◆ Quoted passage ◆
Since I have been writing recently of changes in Confucianism involving changes in property inheritance, I have been thinking that most readers have no idea about how complicated property ownership was in traditional Korea. It was surprisingly complicated and unlike anything you would expect.

Let me ask you to paint a picture, your own mental picture of what the farms and estates looked like if you understand that traditional Korea ― Joseon and Goryeo and Silla ― for 1,500 years, was a slave-holding society. In fact, Korea may have had the longest unbroken chain of slave holding of any country on earth. Coupled with the fact that traditional Korea was dominated by agrarian economics ― farms ― not businesses or merchants, there was, particularly in the Joseon period, a Confucian-based bias against commerce. So, we can picture a farming society that was hierarchical and highly stratified, with scholar-officials (seonbi or yangban) on the top, commoners in the middle, and slaves on the bottom.

If your mental picture comes out something like the American slave-holding South with large plantations and aristocratic-looking plantation-owners, "Southern Gentlemen" ― if that's your picture of traditional Korea, we need to shake the etch-a-sketch and start over. Aristocratic, slave-owning Koreans had, by the time you reach the point of change in the late 17th century, had been dividing property between siblings on an equal basis for two or three centuries (assuming a land-holding restart with the founding of the Joseon Kingdom), and thus ownership was an acre here in this county, another half-acre on the other side of the county, two acres in the bordering county, a half-acre in the next county over, a quarter of an acre in the county to the south, a two-and-a-half acre parcel in the county two counties to the east, an acre in one county in the next province, and another half-acre in another county in that province, and three-quarters of an acre in the next province, and three more parcels in three separate counties in the next province. How's your picture now?

Property divided between one's umpteenth-generation grandfather and grandmother was passed down, and divided in each generation, and one knew that this piece of property came through one mother's father's father's mother's line. And another piece of property came through another ancestor, and another, and each in a separate part of the county or province, or even in neighboring provinces. To say land-holding was fractionated is a severe understatement.

◆ The exercise ◆
Please explain, using the passage on property ownership in traditional Korea, why an aristocratic Korean's land ended up as small parcels spread across many counties and provinces.

◆ Given entries ◆
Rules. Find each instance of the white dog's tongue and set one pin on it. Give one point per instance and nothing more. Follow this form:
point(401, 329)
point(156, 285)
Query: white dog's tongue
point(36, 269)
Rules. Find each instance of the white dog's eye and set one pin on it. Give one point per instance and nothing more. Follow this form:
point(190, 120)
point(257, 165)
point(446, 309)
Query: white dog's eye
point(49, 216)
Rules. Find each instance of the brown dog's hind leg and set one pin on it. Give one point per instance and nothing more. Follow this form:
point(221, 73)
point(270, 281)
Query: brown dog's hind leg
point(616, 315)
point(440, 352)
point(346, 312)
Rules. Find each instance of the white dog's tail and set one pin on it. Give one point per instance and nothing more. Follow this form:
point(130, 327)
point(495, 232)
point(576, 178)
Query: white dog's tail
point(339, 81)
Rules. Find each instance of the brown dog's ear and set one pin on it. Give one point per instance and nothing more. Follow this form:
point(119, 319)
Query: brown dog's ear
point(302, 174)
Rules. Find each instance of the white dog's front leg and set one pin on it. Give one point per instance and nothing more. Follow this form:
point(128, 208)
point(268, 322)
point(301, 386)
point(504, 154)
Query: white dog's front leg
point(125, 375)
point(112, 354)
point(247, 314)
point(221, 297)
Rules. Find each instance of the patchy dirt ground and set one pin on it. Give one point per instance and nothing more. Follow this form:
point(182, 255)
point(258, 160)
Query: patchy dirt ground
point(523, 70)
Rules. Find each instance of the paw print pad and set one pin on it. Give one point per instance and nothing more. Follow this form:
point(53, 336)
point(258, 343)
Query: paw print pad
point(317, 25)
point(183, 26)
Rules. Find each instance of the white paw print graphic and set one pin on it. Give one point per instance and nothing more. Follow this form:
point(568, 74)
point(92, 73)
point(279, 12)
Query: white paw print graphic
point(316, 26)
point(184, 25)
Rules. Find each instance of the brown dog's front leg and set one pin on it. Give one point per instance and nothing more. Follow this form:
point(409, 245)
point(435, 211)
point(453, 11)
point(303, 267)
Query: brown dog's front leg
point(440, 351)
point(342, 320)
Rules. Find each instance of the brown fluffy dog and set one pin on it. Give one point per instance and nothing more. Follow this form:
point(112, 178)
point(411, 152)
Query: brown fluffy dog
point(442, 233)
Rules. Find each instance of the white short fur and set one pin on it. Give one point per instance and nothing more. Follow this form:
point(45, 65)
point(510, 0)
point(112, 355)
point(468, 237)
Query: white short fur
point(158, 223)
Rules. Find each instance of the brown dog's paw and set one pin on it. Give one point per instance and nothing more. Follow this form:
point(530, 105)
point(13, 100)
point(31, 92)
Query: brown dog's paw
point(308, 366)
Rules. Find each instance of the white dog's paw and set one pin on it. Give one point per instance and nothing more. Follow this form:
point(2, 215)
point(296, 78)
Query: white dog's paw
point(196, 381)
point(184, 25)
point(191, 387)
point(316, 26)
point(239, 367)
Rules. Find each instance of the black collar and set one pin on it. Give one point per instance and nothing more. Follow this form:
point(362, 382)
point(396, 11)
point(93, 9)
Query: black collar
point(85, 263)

◆ Exercise result ◆
For two or three centuries, property had been divided equally between siblings and split again in each generation. Each parcel also came down through a different ancestor's line, so one family's holdings were scattered in small pieces across separate counties and even neighboring provinces.